■ **INSTRUCTION**: Reproduce verbatim the lines of the records from the first line through the line containing "79 L 56 113", including both of those lines.

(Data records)
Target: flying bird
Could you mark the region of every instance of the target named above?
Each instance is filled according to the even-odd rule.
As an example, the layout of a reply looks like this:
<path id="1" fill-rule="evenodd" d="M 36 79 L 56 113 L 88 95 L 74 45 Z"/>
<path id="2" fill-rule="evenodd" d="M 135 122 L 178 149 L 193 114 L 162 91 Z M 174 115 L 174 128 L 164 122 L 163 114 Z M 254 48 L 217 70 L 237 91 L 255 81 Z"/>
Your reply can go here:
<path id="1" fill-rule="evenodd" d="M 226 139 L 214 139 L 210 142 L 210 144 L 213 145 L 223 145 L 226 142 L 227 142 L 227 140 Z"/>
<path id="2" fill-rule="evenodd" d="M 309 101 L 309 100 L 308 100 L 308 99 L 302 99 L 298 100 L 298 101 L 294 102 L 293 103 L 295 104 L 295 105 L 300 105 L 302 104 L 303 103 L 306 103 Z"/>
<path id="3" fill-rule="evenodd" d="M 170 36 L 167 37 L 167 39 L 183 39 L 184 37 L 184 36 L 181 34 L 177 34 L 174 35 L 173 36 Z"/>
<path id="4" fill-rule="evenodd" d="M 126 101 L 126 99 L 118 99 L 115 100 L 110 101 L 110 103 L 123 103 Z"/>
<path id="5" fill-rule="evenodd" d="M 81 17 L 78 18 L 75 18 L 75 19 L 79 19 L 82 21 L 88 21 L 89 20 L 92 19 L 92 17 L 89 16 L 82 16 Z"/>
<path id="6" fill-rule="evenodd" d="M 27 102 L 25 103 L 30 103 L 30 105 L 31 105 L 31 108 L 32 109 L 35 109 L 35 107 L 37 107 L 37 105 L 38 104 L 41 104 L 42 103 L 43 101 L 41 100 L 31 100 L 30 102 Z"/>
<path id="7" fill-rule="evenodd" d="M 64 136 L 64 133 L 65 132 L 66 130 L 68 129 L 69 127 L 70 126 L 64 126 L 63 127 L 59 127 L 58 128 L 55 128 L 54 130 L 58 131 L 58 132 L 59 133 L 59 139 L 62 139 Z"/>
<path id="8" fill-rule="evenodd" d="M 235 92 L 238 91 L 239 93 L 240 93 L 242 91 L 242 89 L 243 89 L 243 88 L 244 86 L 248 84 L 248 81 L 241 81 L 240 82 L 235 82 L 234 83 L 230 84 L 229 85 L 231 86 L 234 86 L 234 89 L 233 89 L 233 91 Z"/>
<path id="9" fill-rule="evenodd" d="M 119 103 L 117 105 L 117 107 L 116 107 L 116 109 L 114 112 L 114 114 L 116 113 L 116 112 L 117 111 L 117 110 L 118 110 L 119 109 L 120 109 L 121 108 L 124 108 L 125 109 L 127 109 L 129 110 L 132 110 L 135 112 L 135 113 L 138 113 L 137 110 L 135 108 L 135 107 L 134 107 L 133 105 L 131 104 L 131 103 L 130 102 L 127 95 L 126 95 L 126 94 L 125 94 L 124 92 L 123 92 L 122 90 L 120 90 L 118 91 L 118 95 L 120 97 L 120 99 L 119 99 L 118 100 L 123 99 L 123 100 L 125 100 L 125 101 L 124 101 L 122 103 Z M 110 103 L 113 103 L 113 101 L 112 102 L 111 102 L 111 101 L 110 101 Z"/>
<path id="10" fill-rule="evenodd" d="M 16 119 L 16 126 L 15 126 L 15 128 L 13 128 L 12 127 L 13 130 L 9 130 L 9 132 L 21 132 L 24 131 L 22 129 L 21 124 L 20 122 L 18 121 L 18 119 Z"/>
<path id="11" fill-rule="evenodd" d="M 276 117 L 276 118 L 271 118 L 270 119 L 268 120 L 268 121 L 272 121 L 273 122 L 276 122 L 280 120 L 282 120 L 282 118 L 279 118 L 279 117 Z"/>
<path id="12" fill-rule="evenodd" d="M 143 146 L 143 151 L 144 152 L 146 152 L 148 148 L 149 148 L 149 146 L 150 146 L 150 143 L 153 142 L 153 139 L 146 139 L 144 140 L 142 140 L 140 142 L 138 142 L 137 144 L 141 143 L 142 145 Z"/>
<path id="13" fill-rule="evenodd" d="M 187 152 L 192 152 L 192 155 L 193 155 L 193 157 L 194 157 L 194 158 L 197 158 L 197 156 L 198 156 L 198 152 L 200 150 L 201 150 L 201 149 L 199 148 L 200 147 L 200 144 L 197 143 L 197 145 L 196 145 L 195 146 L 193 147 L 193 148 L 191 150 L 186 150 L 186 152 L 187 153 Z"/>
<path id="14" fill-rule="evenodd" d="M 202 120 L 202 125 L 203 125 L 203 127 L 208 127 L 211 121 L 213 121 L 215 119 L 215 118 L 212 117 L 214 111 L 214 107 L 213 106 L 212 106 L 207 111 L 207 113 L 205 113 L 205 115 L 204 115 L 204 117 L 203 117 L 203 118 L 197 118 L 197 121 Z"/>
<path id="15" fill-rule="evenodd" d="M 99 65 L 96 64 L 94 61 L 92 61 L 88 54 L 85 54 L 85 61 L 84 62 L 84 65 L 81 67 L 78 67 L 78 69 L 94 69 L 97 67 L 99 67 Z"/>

■ **EXERCISE RESPONSE**:
Target: flying bird
Could you mark the region of every instance of the target named above?
Each instance is filled according to the even-odd rule.
As an example, the layout of a reply looks like this:
<path id="1" fill-rule="evenodd" d="M 36 79 L 56 113 L 88 95 L 74 45 Z"/>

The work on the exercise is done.